[Stored items]
■ ■ ■
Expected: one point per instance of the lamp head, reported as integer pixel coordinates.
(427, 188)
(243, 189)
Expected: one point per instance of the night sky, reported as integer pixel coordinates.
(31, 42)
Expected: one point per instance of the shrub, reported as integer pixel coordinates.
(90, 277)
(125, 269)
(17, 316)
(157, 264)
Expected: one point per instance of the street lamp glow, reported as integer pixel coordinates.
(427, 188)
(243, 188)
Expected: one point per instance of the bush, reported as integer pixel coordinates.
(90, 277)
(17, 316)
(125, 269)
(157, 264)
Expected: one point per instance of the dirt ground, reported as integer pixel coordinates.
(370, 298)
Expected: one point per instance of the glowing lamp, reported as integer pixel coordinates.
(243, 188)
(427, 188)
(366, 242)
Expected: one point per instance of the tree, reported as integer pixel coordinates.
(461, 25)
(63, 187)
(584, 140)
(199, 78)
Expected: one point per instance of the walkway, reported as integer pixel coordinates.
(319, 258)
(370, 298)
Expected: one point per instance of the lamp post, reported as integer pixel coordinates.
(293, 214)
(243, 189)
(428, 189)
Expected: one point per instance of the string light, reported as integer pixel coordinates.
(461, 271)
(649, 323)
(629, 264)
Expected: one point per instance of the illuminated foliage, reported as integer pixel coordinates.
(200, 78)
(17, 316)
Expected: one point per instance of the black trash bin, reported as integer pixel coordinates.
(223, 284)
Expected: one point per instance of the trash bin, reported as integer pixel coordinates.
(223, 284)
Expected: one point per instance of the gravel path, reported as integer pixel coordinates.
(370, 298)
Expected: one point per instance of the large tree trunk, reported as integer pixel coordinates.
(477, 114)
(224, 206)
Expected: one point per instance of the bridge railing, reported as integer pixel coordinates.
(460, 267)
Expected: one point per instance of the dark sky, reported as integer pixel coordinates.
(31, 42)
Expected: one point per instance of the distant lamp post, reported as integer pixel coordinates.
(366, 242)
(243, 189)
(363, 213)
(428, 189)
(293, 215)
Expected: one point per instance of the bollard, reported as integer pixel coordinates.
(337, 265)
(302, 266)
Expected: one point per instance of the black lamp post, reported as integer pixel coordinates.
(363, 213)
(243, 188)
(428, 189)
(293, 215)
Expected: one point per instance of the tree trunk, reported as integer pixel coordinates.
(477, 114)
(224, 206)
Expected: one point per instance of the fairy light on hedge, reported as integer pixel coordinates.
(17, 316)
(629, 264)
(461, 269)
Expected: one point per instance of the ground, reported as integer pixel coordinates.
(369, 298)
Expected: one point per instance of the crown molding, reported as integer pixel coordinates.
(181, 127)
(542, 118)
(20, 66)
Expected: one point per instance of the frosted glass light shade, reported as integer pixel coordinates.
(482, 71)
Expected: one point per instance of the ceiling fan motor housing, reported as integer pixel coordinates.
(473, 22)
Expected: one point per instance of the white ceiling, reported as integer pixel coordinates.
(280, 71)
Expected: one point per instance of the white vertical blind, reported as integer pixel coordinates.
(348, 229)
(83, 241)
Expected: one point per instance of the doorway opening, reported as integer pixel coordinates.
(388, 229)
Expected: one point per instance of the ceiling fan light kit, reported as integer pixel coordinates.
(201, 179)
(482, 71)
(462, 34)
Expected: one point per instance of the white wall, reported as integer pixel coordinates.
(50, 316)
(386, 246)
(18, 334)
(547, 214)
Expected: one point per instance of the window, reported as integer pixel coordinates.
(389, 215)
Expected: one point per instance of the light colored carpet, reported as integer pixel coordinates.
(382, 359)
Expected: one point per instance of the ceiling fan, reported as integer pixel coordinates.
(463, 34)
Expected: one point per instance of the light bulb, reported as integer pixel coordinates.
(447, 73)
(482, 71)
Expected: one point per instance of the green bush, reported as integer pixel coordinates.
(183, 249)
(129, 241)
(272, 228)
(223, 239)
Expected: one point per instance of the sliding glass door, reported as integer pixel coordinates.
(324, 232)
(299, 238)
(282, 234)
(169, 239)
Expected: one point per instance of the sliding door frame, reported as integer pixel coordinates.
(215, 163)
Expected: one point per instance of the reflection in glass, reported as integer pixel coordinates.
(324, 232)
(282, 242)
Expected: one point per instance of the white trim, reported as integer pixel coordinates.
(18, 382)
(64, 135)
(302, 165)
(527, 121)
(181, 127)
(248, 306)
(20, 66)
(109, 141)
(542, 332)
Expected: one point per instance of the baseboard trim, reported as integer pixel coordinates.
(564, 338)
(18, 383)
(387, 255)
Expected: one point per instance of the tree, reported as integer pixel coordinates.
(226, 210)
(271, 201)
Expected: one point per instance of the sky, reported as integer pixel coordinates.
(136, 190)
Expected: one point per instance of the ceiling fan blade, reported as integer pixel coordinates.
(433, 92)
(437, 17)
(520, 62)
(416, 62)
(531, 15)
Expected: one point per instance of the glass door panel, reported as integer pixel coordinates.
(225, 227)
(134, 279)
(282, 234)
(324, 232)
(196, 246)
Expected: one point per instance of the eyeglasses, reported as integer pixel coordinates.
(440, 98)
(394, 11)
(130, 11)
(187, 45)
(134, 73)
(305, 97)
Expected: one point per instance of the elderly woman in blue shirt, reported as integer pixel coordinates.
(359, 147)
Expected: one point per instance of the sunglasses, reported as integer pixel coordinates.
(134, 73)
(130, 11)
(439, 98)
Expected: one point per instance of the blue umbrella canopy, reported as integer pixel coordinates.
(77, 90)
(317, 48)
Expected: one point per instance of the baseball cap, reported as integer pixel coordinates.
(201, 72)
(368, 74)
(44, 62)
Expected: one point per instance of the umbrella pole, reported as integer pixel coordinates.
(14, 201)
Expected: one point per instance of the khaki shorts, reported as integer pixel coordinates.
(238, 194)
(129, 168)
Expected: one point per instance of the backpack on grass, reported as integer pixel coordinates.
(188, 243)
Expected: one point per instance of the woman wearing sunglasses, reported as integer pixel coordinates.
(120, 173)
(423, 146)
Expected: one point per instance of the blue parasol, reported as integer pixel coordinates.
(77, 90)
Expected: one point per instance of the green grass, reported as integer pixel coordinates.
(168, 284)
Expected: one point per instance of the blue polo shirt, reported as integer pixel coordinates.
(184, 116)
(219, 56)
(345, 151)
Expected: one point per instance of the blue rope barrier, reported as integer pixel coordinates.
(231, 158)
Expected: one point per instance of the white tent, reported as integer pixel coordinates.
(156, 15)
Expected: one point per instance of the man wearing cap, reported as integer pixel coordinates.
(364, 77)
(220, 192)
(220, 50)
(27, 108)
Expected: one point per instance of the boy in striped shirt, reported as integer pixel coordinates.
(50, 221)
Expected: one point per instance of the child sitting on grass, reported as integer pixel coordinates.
■ ■ ■
About this exercise =>
Transcribe all of the data exactly, leaving no line out.

Answer section =>
Expected: one point per instance of the lamp head, reported as integer pixel coordinates.
(427, 188)
(243, 189)
Expected: one point per instance of the night sky, reported as integer pixel coordinates.
(31, 42)
Expected: one point per instance of the shrub, reported as integer pixel coordinates.
(90, 277)
(125, 269)
(17, 316)
(157, 264)
Expected: one point per instance of the street lamp glow, reported as integer pixel coordinates.
(427, 188)
(243, 188)
Expected: one point per instance of the bush, reported as integer pixel coordinates.
(90, 277)
(17, 316)
(125, 269)
(157, 264)
Expected: one point per instance of the dirt ground, reported as integer pixel coordinates.
(370, 298)
Expected: one point per instance of the glowing lamp, reported as integer pixel coordinates.
(243, 188)
(427, 188)
(366, 242)
Expected: one point per instance of the tree, reported as integer pixel coordinates.
(461, 25)
(63, 187)
(584, 140)
(199, 78)
Expected: one point per instance of the walkway, reported as integer pixel coordinates.
(319, 258)
(370, 298)
Expected: one point per instance of the lamp post, reported as integer pixel coordinates.
(293, 214)
(243, 189)
(428, 189)
Expected: one point per instance of the string light, reported as integer pixel coordinates.
(461, 271)
(649, 323)
(629, 264)
Expected: one point per instance of the illuminated foliage, reported as integer pixel coordinates.
(200, 78)
(17, 316)
Expected: one point per instance of the black trash bin, reported as integer pixel coordinates.
(223, 284)
Expected: one point per instance of the trash bin, reported as integer pixel coordinates.
(223, 284)
Expected: one point per instance of the gravel path, reported as integer pixel coordinates.
(370, 298)
Expected: one point per instance of the large tree trunk, reported as integer pixel coordinates.
(477, 114)
(224, 206)
Expected: one point per instance of the bridge railing, reported as integer pixel coordinates.
(460, 267)
Expected: one point per instance of the dark sky, reported as integer pixel coordinates.
(31, 42)
Expected: one point per instance of the distant lamp post, reported as integer pixel coordinates.
(366, 242)
(243, 189)
(363, 213)
(428, 189)
(293, 215)
Expected: one point per instance of the bollard, reported as integer pixel coordinates.
(337, 265)
(302, 266)
Expected: one point per instance of the black lamp post, reported as integer pixel coordinates.
(363, 213)
(243, 188)
(428, 189)
(293, 215)
Expected: one point per instance of the tree trunk, reported as integer pixel coordinates.
(477, 114)
(224, 206)
Expected: one point per instance of the fairy light on hedge, reported as integer pixel coordinates.
(17, 316)
(629, 264)
(461, 269)
Expected: one point per instance of the ground, reported as integer pixel coordinates.
(369, 298)
Expected: one point per instance of the crown molding, reported as integer pixel coordinates.
(181, 127)
(542, 118)
(20, 66)
Expected: one point per instance of the frosted glass light shade, reported as integer pixel coordinates.
(482, 71)
Expected: one point per instance of the ceiling fan motor housing, reported as integer pixel coordinates.
(473, 22)
Expected: one point per instance of the white ceiling, reported as integer pixel coordinates.
(280, 71)
Expected: one point per instance of the white vertical blind, reported as integer pixel coordinates.
(348, 229)
(83, 241)
Expected: one point per instance of the doorway opening, reported as integer pixel coordinates.
(388, 229)
Expected: one point per instance of the ceiling fan light kit, reported as integer pixel coordinates.
(201, 179)
(482, 71)
(462, 34)
Expected: one point per instance of the white wall, reported as integer pixel coordinates.
(50, 316)
(386, 246)
(18, 334)
(547, 214)
Expected: one point per instance of the window, reported as integer pixel coordinates.
(389, 215)
Expected: one point per instance of the light colored carpet, reported as integer pixel coordinates.
(382, 359)
Expected: one point per instance of the ceiling fan, reported as integer pixel coordinates.
(463, 34)
Expected: one point per instance of the light bulb, reported as integer pixel coordinates.
(447, 73)
(482, 71)
Expected: one point per instance of the green bush, reported as integer pixel coordinates.
(183, 249)
(129, 241)
(272, 228)
(223, 239)
Expected: one point per instance of the sliding glass door, reported as integer pixel coordinates.
(324, 232)
(299, 238)
(282, 234)
(169, 239)
Expected: one point per instance of the sliding door frame, reported as integer pixel coordinates.
(215, 163)
Expected: one point per instance of the reflection in glass, reported as integer pixel coordinates.
(324, 232)
(282, 242)
Expected: one point per instance of the white trim, reported as integer pixel coordinates.
(18, 382)
(64, 135)
(302, 165)
(527, 121)
(181, 127)
(248, 306)
(20, 66)
(109, 141)
(542, 332)
Expected: one point per instance of the baseboard trim, reported as integer pixel coordinates.
(564, 338)
(18, 383)
(387, 255)
Expected: one point per instance of the tree, reported as integer pixel coordinates.
(226, 210)
(271, 201)
Expected: one point per instance of the sky, reported as integer pixel coordinates.
(136, 190)
Expected: one point per instance of the ceiling fan blade, reported as integer pixel coordinates.
(433, 92)
(437, 17)
(520, 62)
(416, 62)
(531, 15)
Expected: one point per instance of the glass door panel, reported as integer pixel coordinates.
(225, 227)
(134, 279)
(282, 234)
(324, 232)
(196, 246)
Expected: one point per instance of the eyeglasses, reported as integer pixel coordinates.
(440, 98)
(394, 11)
(130, 11)
(187, 45)
(134, 73)
(305, 97)
Expected: one point per instance of the elderly woman in blue shirt, reported as integer pixel coordinates.
(359, 147)
Expected: one point per instance of the sunglasses, reported as integer pixel coordinates.
(134, 73)
(130, 11)
(439, 98)
Expected: one point per instance of the blue umbrella canopy, reported as integer pixel coordinates.
(77, 90)
(317, 48)
Expected: one point per instance of the baseball cap, reported as integer pixel coordinates.
(201, 72)
(368, 74)
(44, 62)
Expected: one point per instance of the umbrella pole, reported as integer pixel coordinates.
(14, 201)
Expected: one point per instance of the khaki shorts, reported as integer pixel coordinates.
(238, 194)
(129, 168)
Expected: one point per instance of the backpack on grass, reported as integer pixel coordinates.
(188, 243)
Expected: one point per instance of the woman wearing sunglasses, reported as integer pixel coordinates.
(120, 173)
(423, 146)
Expected: one point per instance of the blue parasol, reported as integer pixel coordinates.
(77, 90)
Expected: one point per instance of the green grass, reported as integer pixel coordinates.
(168, 284)
Expected: one point per instance of the blue polo shirt, reported as integer pixel coordinates.
(184, 116)
(219, 56)
(345, 151)
Expected: one point per instance of the blue rope barrier, reported as integer pixel coordinates.
(231, 158)
Expected: one point per instance of the white tent, reported as integer pixel coordinates.
(156, 15)
Expected: one point per instance of the man wearing cap, reported as integer pixel coordinates.
(364, 77)
(220, 192)
(220, 50)
(27, 108)
Expected: one point per instance of the boy in striped shirt, reported as integer pixel coordinates.
(50, 221)
Expected: one point per instance of the child sitting on grass, reported as integer pixel coordinates.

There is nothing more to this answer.